In this exercise, return each entry exactly as given.

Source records
"""
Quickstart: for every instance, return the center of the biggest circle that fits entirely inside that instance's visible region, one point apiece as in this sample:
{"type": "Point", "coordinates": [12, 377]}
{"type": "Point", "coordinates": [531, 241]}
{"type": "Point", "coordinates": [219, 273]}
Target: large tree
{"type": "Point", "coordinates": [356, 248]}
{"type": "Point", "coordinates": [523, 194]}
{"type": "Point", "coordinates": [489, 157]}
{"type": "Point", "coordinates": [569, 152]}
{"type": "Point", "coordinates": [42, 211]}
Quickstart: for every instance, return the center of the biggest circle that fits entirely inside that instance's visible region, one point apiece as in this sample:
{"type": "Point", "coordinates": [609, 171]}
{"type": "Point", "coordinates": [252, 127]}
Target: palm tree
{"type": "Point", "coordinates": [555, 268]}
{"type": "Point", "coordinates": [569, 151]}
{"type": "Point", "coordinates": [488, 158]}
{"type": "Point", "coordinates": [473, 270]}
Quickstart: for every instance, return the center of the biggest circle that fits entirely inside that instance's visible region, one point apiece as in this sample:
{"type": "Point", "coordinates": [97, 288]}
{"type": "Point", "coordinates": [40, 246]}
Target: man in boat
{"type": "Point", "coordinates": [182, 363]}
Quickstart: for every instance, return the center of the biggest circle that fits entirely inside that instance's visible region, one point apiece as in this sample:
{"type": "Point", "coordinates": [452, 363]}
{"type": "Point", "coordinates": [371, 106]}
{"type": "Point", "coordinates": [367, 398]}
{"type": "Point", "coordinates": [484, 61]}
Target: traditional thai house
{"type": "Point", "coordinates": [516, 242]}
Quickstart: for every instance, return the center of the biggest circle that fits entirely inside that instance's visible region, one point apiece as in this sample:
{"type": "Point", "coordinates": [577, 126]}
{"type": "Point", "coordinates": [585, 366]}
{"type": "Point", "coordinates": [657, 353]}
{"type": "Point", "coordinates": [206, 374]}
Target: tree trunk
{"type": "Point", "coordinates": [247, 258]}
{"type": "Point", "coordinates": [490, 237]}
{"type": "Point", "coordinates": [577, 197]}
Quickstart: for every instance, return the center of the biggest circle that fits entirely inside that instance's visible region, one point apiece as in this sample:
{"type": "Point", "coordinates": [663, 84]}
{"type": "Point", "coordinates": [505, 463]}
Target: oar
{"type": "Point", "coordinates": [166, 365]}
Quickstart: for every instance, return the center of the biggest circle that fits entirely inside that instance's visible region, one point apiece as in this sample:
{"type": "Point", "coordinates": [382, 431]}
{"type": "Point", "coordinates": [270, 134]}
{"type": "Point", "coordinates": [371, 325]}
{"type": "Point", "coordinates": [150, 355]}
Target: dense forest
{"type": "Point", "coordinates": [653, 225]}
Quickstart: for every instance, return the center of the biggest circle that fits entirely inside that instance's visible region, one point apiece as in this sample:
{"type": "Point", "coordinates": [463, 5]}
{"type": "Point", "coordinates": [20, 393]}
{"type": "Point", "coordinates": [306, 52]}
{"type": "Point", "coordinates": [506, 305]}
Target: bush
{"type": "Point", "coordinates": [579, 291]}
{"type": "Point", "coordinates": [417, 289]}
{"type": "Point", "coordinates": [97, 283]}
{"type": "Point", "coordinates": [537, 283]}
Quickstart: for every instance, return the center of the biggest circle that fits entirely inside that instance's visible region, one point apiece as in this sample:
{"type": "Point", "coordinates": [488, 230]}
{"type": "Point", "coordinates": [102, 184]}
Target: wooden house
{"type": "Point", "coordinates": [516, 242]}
"""
_YOUR SOLUTION_.
Quickstart: for every instance, return the center of the biggest circle that fits entirely inside that instance's visible region, one point apiece as in this sample:
{"type": "Point", "coordinates": [12, 377]}
{"type": "Point", "coordinates": [531, 241]}
{"type": "Point", "coordinates": [219, 273]}
Target: large tree
{"type": "Point", "coordinates": [356, 248]}
{"type": "Point", "coordinates": [523, 194]}
{"type": "Point", "coordinates": [489, 157]}
{"type": "Point", "coordinates": [569, 152]}
{"type": "Point", "coordinates": [42, 211]}
Quickstart: for every instance, return the center of the biggest circle that fits entirely inside that instance's visible region, one point apiece as in this sample:
{"type": "Point", "coordinates": [609, 171]}
{"type": "Point", "coordinates": [252, 127]}
Target: palm tree
{"type": "Point", "coordinates": [555, 268]}
{"type": "Point", "coordinates": [569, 151]}
{"type": "Point", "coordinates": [488, 158]}
{"type": "Point", "coordinates": [473, 270]}
Quickstart: for every instance, return the center of the biggest circle that fits entirely inside that instance's visible region, one point apiece as in this sample:
{"type": "Point", "coordinates": [97, 288]}
{"type": "Point", "coordinates": [40, 246]}
Target: man in boat
{"type": "Point", "coordinates": [182, 363]}
Quickstart: for every instance, return the center of the biggest circle that fits entirely inside that instance's visible region, one point apiece as in this sample:
{"type": "Point", "coordinates": [452, 363]}
{"type": "Point", "coordinates": [371, 106]}
{"type": "Point", "coordinates": [367, 398]}
{"type": "Point", "coordinates": [484, 61]}
Target: traditional thai house
{"type": "Point", "coordinates": [516, 242]}
Quickstart: for every instance, return the center of the biggest circle that fits entirely inside that instance's visible region, one point apiece as in this sample:
{"type": "Point", "coordinates": [577, 126]}
{"type": "Point", "coordinates": [585, 366]}
{"type": "Point", "coordinates": [657, 353]}
{"type": "Point", "coordinates": [206, 374]}
Target: tree trunk
{"type": "Point", "coordinates": [247, 258]}
{"type": "Point", "coordinates": [490, 237]}
{"type": "Point", "coordinates": [577, 197]}
Quickstart: for every instance, return the center of the biggest circle that fits entirely inside that instance's visible region, one point apiece as in this sample:
{"type": "Point", "coordinates": [663, 84]}
{"type": "Point", "coordinates": [505, 463]}
Target: oar
{"type": "Point", "coordinates": [166, 365]}
Quickstart: for every instance, return the center of the biggest circle that fits entirely inside that instance's visible region, one point apiece as in this sample:
{"type": "Point", "coordinates": [382, 431]}
{"type": "Point", "coordinates": [270, 134]}
{"type": "Point", "coordinates": [371, 325]}
{"type": "Point", "coordinates": [150, 355]}
Target: dense forest
{"type": "Point", "coordinates": [653, 225]}
Quickstart: for every instance, return the center of the biggest circle that fits entirely inside that instance's visible region, one point apiece as in this sample:
{"type": "Point", "coordinates": [463, 5]}
{"type": "Point", "coordinates": [20, 393]}
{"type": "Point", "coordinates": [306, 52]}
{"type": "Point", "coordinates": [506, 305]}
Target: bush
{"type": "Point", "coordinates": [579, 291]}
{"type": "Point", "coordinates": [417, 289]}
{"type": "Point", "coordinates": [97, 283]}
{"type": "Point", "coordinates": [537, 283]}
Quickstart: for every instance, return the center of the biggest circle that fits entirely inside that instance's visible region, one point apiece as in this sample:
{"type": "Point", "coordinates": [488, 230]}
{"type": "Point", "coordinates": [102, 184]}
Target: wooden house
{"type": "Point", "coordinates": [516, 242]}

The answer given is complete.